Stated task: Find every line below that contains the string "outline", matching case exactly, and copy each such line.

Boundary labeling items:
-*-
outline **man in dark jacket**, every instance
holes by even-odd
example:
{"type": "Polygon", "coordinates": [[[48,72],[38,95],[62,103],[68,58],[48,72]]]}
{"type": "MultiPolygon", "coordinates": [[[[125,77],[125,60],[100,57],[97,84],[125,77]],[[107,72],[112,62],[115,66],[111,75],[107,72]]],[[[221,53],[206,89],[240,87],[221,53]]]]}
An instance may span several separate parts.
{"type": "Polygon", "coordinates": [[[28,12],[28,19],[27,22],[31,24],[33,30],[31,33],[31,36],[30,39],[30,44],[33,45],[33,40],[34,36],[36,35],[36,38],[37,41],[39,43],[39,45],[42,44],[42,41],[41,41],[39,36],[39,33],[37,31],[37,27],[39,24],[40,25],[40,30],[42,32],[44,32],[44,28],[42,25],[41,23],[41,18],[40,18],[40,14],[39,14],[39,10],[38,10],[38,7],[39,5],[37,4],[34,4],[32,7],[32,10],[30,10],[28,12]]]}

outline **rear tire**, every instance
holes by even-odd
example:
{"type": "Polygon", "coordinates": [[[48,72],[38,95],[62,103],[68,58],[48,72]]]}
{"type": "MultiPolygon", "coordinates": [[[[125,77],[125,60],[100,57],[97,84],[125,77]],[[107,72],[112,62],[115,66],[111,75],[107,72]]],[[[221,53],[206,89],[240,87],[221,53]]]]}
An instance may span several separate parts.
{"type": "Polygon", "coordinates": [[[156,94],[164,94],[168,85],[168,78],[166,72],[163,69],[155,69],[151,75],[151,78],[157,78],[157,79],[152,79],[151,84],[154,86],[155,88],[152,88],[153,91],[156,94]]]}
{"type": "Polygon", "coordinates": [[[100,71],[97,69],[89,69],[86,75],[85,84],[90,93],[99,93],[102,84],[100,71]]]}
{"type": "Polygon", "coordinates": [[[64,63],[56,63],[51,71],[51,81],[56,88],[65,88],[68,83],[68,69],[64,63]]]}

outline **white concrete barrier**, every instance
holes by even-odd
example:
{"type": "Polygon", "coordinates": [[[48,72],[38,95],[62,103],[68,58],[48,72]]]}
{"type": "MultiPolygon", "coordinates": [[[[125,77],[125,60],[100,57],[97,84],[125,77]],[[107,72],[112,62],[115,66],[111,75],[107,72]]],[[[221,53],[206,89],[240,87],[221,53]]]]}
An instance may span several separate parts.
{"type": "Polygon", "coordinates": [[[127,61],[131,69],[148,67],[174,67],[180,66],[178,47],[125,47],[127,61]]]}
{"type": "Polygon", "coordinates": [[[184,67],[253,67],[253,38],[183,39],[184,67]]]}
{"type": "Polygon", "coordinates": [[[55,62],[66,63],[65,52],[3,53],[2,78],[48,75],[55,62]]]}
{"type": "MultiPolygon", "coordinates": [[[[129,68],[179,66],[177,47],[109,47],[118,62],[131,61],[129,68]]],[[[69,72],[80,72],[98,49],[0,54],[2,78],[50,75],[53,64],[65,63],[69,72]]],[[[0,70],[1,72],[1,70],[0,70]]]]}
-*-
Exercise solution:
outline **man in dark jacket**, every instance
outline **rear tire**, every instance
outline **white concrete barrier**, every instance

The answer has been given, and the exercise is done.